• [ACTIVITY]:
Change "rough mask" to "coarse mask" throughout the records, from the start of the records to the line with "positive clicks: (487, 179) (470, 202)", both ends included, and write those lines out again with nothing else altered. Leave the pictures out of your answer.

LISTED ENTRIES: Begin

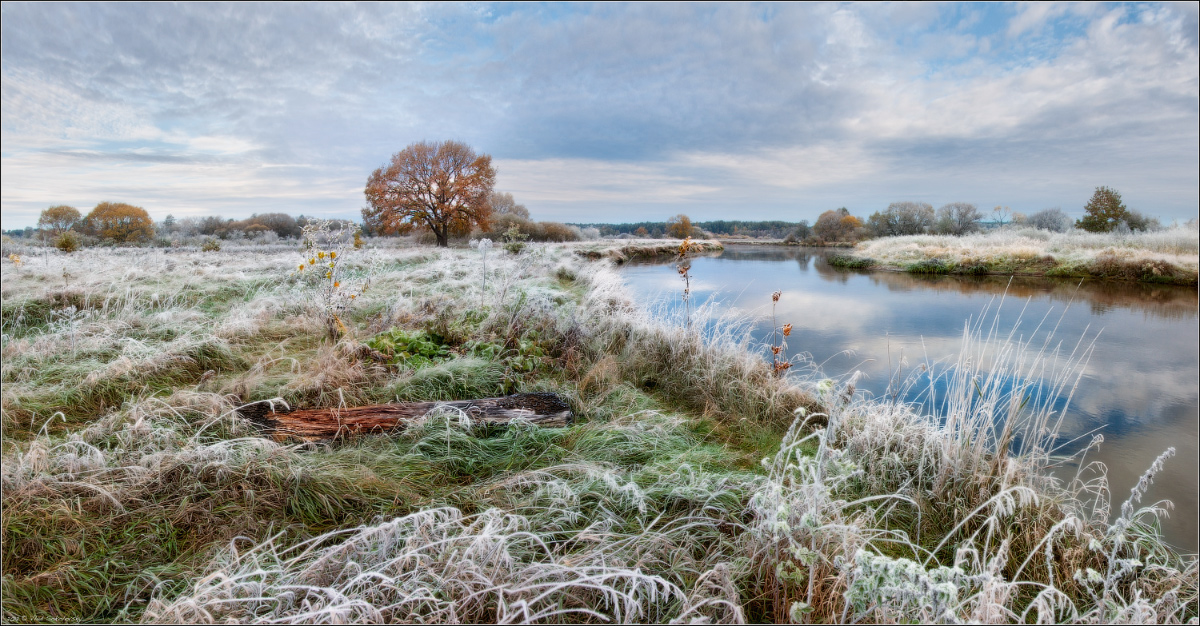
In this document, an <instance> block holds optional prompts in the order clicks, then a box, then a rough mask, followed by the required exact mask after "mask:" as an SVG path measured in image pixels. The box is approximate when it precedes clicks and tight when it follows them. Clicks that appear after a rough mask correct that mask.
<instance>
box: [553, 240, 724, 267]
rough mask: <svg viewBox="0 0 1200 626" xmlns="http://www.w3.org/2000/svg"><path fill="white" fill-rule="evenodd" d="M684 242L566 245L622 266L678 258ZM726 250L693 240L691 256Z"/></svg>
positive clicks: (691, 245)
mask: <svg viewBox="0 0 1200 626" xmlns="http://www.w3.org/2000/svg"><path fill="white" fill-rule="evenodd" d="M680 243H682V240H661V239H644V240H625V241H620V242H616V241H583V242H575V243H565V246H571V247H574V248H575V252H576V254H578V255H581V257H583V258H587V259H592V260H598V259H608V260H612V261H613V263H616V264H618V265H622V264H625V263H629V261H631V260H652V259H661V258H670V257H677V255H678V254H679V245H680ZM722 249H725V246H724V245H721V242H720V241H716V240H709V239H695V240H691V243H690V246H689V254H692V255H695V254H713V253H718V252H721V251H722Z"/></svg>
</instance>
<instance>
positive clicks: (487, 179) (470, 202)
mask: <svg viewBox="0 0 1200 626" xmlns="http://www.w3.org/2000/svg"><path fill="white" fill-rule="evenodd" d="M494 185H496V168H493V167H492V157H491V156H488V155H476V154H475V151H474V150H472V149H470V146H468V145H467V144H463V143H460V142H439V143H428V142H421V143H418V144H413V145H410V146H408V148H406V149H403V150H401V151H400V152H396V154H395V155H392V157H391V163H388V164H386V165H384V167H380V168H379V169H376V170H374V171H373V173H372V174H371V177H368V179H367V186H366V189H365V191H364V193H365V194H366V197H367V206H366V207H365V209H362V221H364V222H365V223H366V225H367V228H368V229H370V230H372V231H374V233H380V234H395V233H398V234H404V233H409V231H412V230H413V229H427V230H430V231H432V233H433V235H434V236H436V237H437V240H438V246H442V247H448V246H449V245H450V236H451V235H466V234H467V233H469V231H470V229H472V227H473V225H476V224H478V225H479V227H480V228H484V229H486V228H487V227H488V219H490V218H491V216H492V205H491V201H490V197H491V194H492V187H493V186H494Z"/></svg>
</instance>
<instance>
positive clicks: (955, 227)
mask: <svg viewBox="0 0 1200 626" xmlns="http://www.w3.org/2000/svg"><path fill="white" fill-rule="evenodd" d="M980 219H983V212H982V211H979V207H978V206H976V205H973V204H971V203H950V204H947V205H943V206H942V207H940V209H938V210H937V231H938V233H941V234H943V235H956V236H962V235H967V234H971V233H974V231H976V230H979V221H980Z"/></svg>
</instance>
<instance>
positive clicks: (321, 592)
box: [0, 241, 1198, 622]
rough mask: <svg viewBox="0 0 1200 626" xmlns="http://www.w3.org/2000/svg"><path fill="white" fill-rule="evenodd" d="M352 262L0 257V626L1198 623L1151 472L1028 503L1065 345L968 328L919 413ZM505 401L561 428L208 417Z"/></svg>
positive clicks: (695, 330)
mask: <svg viewBox="0 0 1200 626" xmlns="http://www.w3.org/2000/svg"><path fill="white" fill-rule="evenodd" d="M677 245H678V243H671V245H670V246H677ZM372 246H376V247H370V246H368V248H370V249H361V251H354V249H346V251H343V252H342V254H341V257H338V263H340V264H341V265H340V266H338V269H337V271H338V272H340V273H338V277H340V278H341V282H342V283H344V285H343V287H338V289H344V288H347V287H353V288H354V289H356V291H354V295H355V297H353V299H349V297H348V296H347V299H342V300H341V301H338V302H340V303H336V306H335V303H331V302H332V301H331V300H330V297H329V295H328V294H325V293H323V289H324V288H323V287H322V285H323V284H324V283H322V282H320V281H319V279H318V281H316V282H314V281H312V279H310V278H305V276H304V272H302V271H301V270H300V269H299V266H301V265H306V264H307V260H306V259H305V257H308V254H305V255H301V254H300V253H299V252H298V251H296V249H295V248H294V247H286V246H274V247H270V246H266V247H263V246H260V247H241V248H229V249H222V251H218V252H199V251H157V249H88V251H84V252H80V253H76V254H71V255H67V254H62V253H58V252H53V251H52V252H47V251H40V249H26V251H20V252H23V253H24V255H23V264H22V265H19V266H18V265H16V264H13V263H11V261H5V264H4V270H2V272H4V273H2V296H4V303H2V333H4V335H2V339H4V345H2V357H4V361H2V380H4V391H2V399H0V408H2V428H4V435H2V438H4V441H2V474H0V478H2V488H4V494H2V548H4V555H2V560H4V577H2V618H4V621H6V622H11V621H37V622H79V621H172V622H212V621H227V620H232V621H240V622H278V621H283V622H378V621H403V622H409V621H420V622H460V621H486V622H511V621H571V622H601V621H654V622H665V621H672V620H677V621H716V622H743V621H775V622H779V621H806V622H827V621H841V622H847V621H863V622H898V621H967V620H971V621H986V622H1010V621H1039V622H1072V621H1076V622H1126V621H1162V622H1186V621H1188V620H1195V619H1196V614H1198V609H1196V602H1198V566H1196V560H1195V558H1194V556H1186V558H1184V556H1181V555H1178V554H1176V553H1174V552H1171V550H1170V549H1169V548H1168V547H1166V546H1165V544H1164V543H1163V542H1162V541H1160V538H1159V537H1158V534H1157V530H1156V524H1157V522H1156V520H1157V516H1159V514H1162V512H1163V507H1164V506H1165V505H1163V504H1153V502H1141V501H1140V499H1141V494H1142V493H1144V492H1145V489H1146V486H1147V483H1148V481H1150V480H1152V477H1153V472H1154V470H1156V469H1157V467H1159V465H1160V463H1163V462H1165V461H1166V457H1169V456H1170V452H1164V457H1162V458H1160V459H1159V462H1157V463H1156V467H1153V468H1148V470H1147V475H1146V477H1145V478H1144V483H1142V484H1139V487H1138V488H1135V489H1134V493H1133V494H1129V495H1128V498H1126V496H1124V494H1121V495H1116V496H1112V494H1110V493H1109V492H1108V488H1106V484H1105V482H1104V475H1103V468H1098V467H1096V465H1088V464H1087V463H1086V462H1085V463H1080V465H1081V467H1082V468H1084V469H1082V470H1081V471H1080V474H1079V475H1078V476H1076V478H1075V480H1073V481H1069V482H1068V481H1058V480H1055V478H1051V477H1050V475H1049V471H1048V467H1049V465H1050V464H1051V463H1055V462H1057V461H1061V459H1055V458H1054V456H1052V453H1054V450H1052V446H1054V443H1055V433H1056V428H1057V421H1058V420H1061V419H1062V415H1061V414H1057V413H1055V411H1054V410H1052V407H1054V398H1056V397H1060V396H1066V395H1069V393H1070V390H1072V389H1073V385H1074V381H1075V380H1076V377H1078V375H1080V373H1081V372H1082V368H1084V367H1085V366H1086V357H1087V354H1088V353H1090V349H1088V345H1087V344H1086V342H1084V343H1081V344H1079V345H1075V343H1074V342H1075V339H1078V338H1073V339H1070V342H1068V345H1067V348H1064V349H1063V351H1062V353H1058V351H1057V350H1054V349H1051V348H1050V347H1052V345H1055V342H1057V339H1055V342H1051V341H1049V338H1045V341H1043V338H1040V337H1039V338H1038V339H1033V338H1027V339H1024V341H1025V342H1027V343H1022V339H1018V338H1016V337H1018V335H1009V333H1008V332H1006V331H1002V330H998V329H994V327H991V326H988V325H986V324H984V323H980V325H978V326H977V327H972V329H967V331H966V332H965V337H964V347H962V354H961V355H959V357H958V361H956V362H955V363H954V367H952V368H949V369H947V371H946V372H943V373H941V374H940V375H942V377H946V384H947V387H948V390H949V391H948V393H947V395H946V396H944V397H942V398H938V402H937V403H932V404H936V405H937V407H938V408H937V410H936V411H935V413H934V414H932V415H930V414H926V413H922V411H919V410H918V408H917V407H913V405H906V404H902V403H888V402H878V401H868V399H864V398H863V397H862V396H860V395H858V393H856V392H854V390H853V385H852V383H847V384H839V383H835V381H832V380H827V379H822V378H821V377H820V375H818V374H815V373H811V372H808V373H796V372H794V369H793V375H791V377H784V378H780V377H775V375H774V374H773V372H772V369H770V367H769V365H768V363H767V362H766V361H764V360H763V359H762V356H761V354H762V350H761V348H762V347H758V345H751V344H750V343H749V341H750V339H749V338H748V337H749V333H748V332H746V324H745V323H744V321H745V320H737V319H733V320H730V319H713V318H712V313H710V311H708V309H706V308H704V307H700V308H698V309H697V311H695V312H694V313H691V315H692V317H691V319H689V320H684V319H659V318H652V317H649V315H648V314H647V313H646V312H644V311H643V309H641V308H640V307H638V306H637V305H636V303H635V302H631V301H630V300H629V297H628V295H626V294H625V291H624V288H623V285H622V283H620V279H619V277H618V275H617V273H616V271H614V270H613V267H612V261H610V260H607V259H605V258H604V257H617V254H625V253H613V254H611V255H610V254H608V253H606V252H604V251H599V253H598V251H596V249H594V246H595V245H576V246H572V245H560V246H539V245H532V246H529V247H528V248H527V249H526V252H523V253H522V254H520V255H512V254H506V253H504V252H503V251H499V249H493V251H490V252H488V253H487V257H486V259H485V257H484V255H482V254H481V253H480V252H479V251H474V249H434V248H415V247H403V246H400V245H397V243H395V242H389V241H376V242H372ZM589 246H590V247H589ZM664 246H667V245H664ZM625 255H628V254H625ZM588 257H601V258H600V259H589V258H588ZM322 263H324V258H323V259H322ZM664 271H665V272H673V269H671V267H664ZM364 284H368V285H370V289H367V290H361V289H360V287H361V285H364ZM680 285H682V282H680ZM331 312H334V313H336V315H337V317H336V320H332V318H331V317H330V315H331V314H332V313H331ZM331 320H332V321H331ZM331 330H332V332H334V333H335V335H336V337H335V338H331V335H330V333H331ZM1034 342H1036V343H1034ZM398 345H404V347H407V349H406V350H403V351H401V350H400V349H398V348H396V347H398ZM380 350H385V351H389V353H390V354H386V355H385V356H389V359H388V360H386V361H385V362H382V361H380V360H378V359H376V357H373V356H372V353H379V351H380ZM797 369H798V368H797ZM911 383H912V384H928V381H926V383H922V381H919V380H917V379H913V380H912V381H911ZM517 391H553V392H557V393H559V395H562V396H563V397H564V398H566V399H568V401H569V402H570V404H571V405H572V409H574V411H575V414H576V416H577V421H576V425H575V426H572V427H570V428H562V429H548V428H546V429H544V428H538V427H534V426H528V425H521V423H516V425H514V426H510V427H509V428H506V429H503V431H496V429H487V431H484V429H480V428H476V427H474V426H473V425H470V423H469V420H466V419H464V417H463V416H462V415H455V414H450V413H434V414H431V415H428V416H427V417H426V419H424V420H422V421H420V422H419V423H416V425H414V426H412V427H409V428H408V429H406V431H403V432H402V433H397V434H394V435H388V437H364V438H359V439H354V440H350V441H343V443H338V444H336V445H305V444H289V443H286V441H284V443H278V441H274V440H271V439H266V438H263V437H260V435H259V433H257V432H256V429H254V427H253V426H252V425H250V423H248V422H246V421H245V420H242V419H240V417H239V416H238V415H236V411H235V410H236V408H238V407H240V405H244V404H247V403H253V402H265V401H274V402H286V403H288V404H289V405H292V407H337V405H358V404H365V403H378V402H392V401H428V399H460V398H478V397H490V396H498V395H504V393H510V392H517ZM1085 461H1086V459H1085ZM1110 510H1111V511H1115V512H1116V514H1115V516H1110V514H1109V512H1110Z"/></svg>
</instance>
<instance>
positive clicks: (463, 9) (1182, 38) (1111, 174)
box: [0, 2, 1200, 229]
mask: <svg viewBox="0 0 1200 626" xmlns="http://www.w3.org/2000/svg"><path fill="white" fill-rule="evenodd" d="M2 12H4V14H2V18H4V19H2V108H0V113H2V150H0V152H2V155H0V157H2V189H0V204H2V218H4V228H6V229H8V228H19V227H24V225H32V224H34V223H36V221H37V216H38V213H40V211H41V210H43V209H46V207H47V206H50V205H55V204H70V205H73V206H77V207H79V209H82V210H84V211H86V210H89V209H90V207H91V206H94V205H95V204H96V203H98V201H102V200H116V201H127V203H131V204H136V205H139V206H144V207H145V209H146V210H148V211H150V213H151V216H152V217H155V218H156V219H161V218H162V217H164V216H166V215H168V213H173V215H175V216H176V217H184V216H197V215H222V216H226V217H241V216H248V215H250V213H253V212H270V211H284V212H289V213H293V215H295V213H301V212H302V213H306V215H323V216H330V217H335V216H336V217H358V215H359V210H360V209H361V207H362V205H364V197H362V187H364V183H365V182H366V179H367V176H368V175H370V173H371V171H372V170H373V169H374V168H377V167H379V165H380V164H383V163H384V162H385V161H388V159H389V157H390V156H391V155H392V154H394V152H396V151H398V150H401V149H403V148H404V146H406V145H408V144H410V143H413V142H419V140H442V139H457V140H462V142H466V143H468V144H469V145H472V146H474V148H475V149H476V150H479V151H481V152H486V154H490V155H492V156H493V158H494V164H496V165H497V169H498V171H499V176H498V181H497V188H498V189H500V191H509V192H512V193H514V195H515V197H516V199H517V200H518V201H522V203H524V204H526V205H528V206H529V209H530V211H532V212H533V217H535V218H539V219H558V221H566V222H623V221H642V219H665V218H667V217H670V216H672V215H674V213H678V212H685V213H688V215H690V216H691V217H692V218H694V219H718V218H743V219H791V221H797V219H809V221H812V219H815V218H816V216H817V215H818V213H820V212H822V211H824V210H827V209H833V207H838V206H847V207H850V209H851V211H853V212H854V213H857V215H869V213H870V212H874V211H876V210H880V209H883V207H886V206H887V204H888V203H890V201H895V200H920V201H928V203H930V204H932V205H934V206H940V205H941V204H944V203H949V201H958V200H965V201H972V203H976V204H978V205H979V206H980V207H984V209H991V207H992V206H995V205H1007V206H1010V207H1012V209H1013V210H1015V211H1036V210H1039V209H1045V207H1050V206H1061V207H1062V209H1064V210H1067V211H1068V212H1070V213H1073V215H1078V213H1080V212H1081V210H1082V205H1084V203H1085V201H1086V200H1087V198H1088V197H1090V195H1091V193H1092V191H1093V189H1094V188H1096V187H1097V186H1100V185H1106V186H1111V187H1115V188H1117V189H1120V191H1121V193H1122V194H1123V197H1124V199H1126V203H1127V204H1128V205H1129V206H1132V207H1136V209H1139V210H1142V211H1144V212H1147V213H1150V215H1153V216H1159V217H1163V218H1165V219H1166V221H1168V222H1170V221H1171V219H1172V218H1178V219H1181V221H1183V219H1187V218H1190V217H1194V216H1196V213H1198V205H1200V192H1198V188H1200V176H1198V170H1200V157H1198V154H1200V133H1198V124H1200V118H1198V107H1200V83H1198V74H1200V65H1198V37H1196V29H1198V18H1196V5H1195V4H1193V2H1189V4H1180V5H1141V4H1139V5H1093V4H1087V5H1060V4H1037V5H1007V4H1006V5H1001V4H988V5H917V6H911V5H908V4H904V5H883V6H876V5H815V4H804V5H775V4H770V5H745V4H738V5H712V4H704V5H617V6H613V5H576V4H571V5H524V4H522V5H383V6H380V5H361V6H348V5H316V4H305V5H264V6H253V5H244V4H239V5H210V4H204V5H166V4H154V5H128V4H120V5H103V4H100V5H76V4H72V5H55V4H17V2H12V4H8V2H6V4H4V5H2Z"/></svg>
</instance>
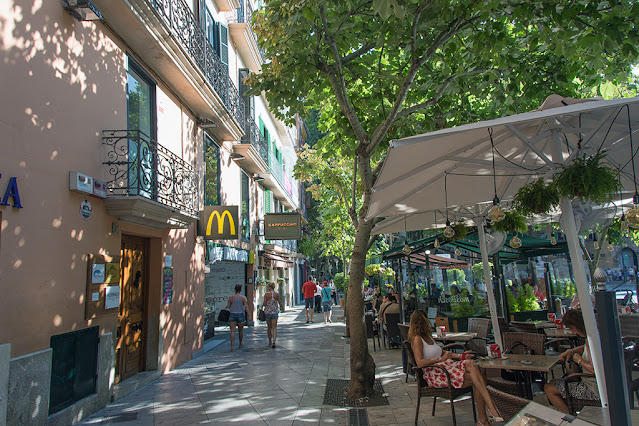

LISTED ENTRIES: End

• [YOUR SOLUTION]:
In this document, an <instance> block holds optional prompts in the order clicks, then a box, then a coarse mask, followed by the required exact mask after "mask:" as an SVG path measured in image pixels. The box is approximate when it precedes clicks and tight when it follows them. Clicks that appear after a coarse mask correct that mask.
<instance>
box: [553, 240, 724, 267]
coarse mask: <svg viewBox="0 0 1200 626" xmlns="http://www.w3.org/2000/svg"><path fill="white" fill-rule="evenodd" d="M684 242L566 245L622 266L678 258ZM726 250L693 240L691 256Z"/></svg>
positive clicks: (691, 245)
mask: <svg viewBox="0 0 1200 626" xmlns="http://www.w3.org/2000/svg"><path fill="white" fill-rule="evenodd" d="M680 243H682V240H661V239H644V240H625V241H620V242H616V241H583V242H575V243H565V246H571V247H574V248H575V252H576V254H578V255H581V257H583V258H587V259H592V260H598V259H608V260H612V261H613V263H616V264H618V265H622V264H625V263H629V261H631V260H652V259H661V258H670V257H677V255H678V254H679V245H680ZM722 249H725V246H724V245H721V242H720V241H716V240H709V239H695V240H691V243H690V246H689V254H692V255H695V254H713V253H718V252H721V251H722Z"/></svg>
</instance>
<instance>
positive clicks: (487, 179) (470, 202)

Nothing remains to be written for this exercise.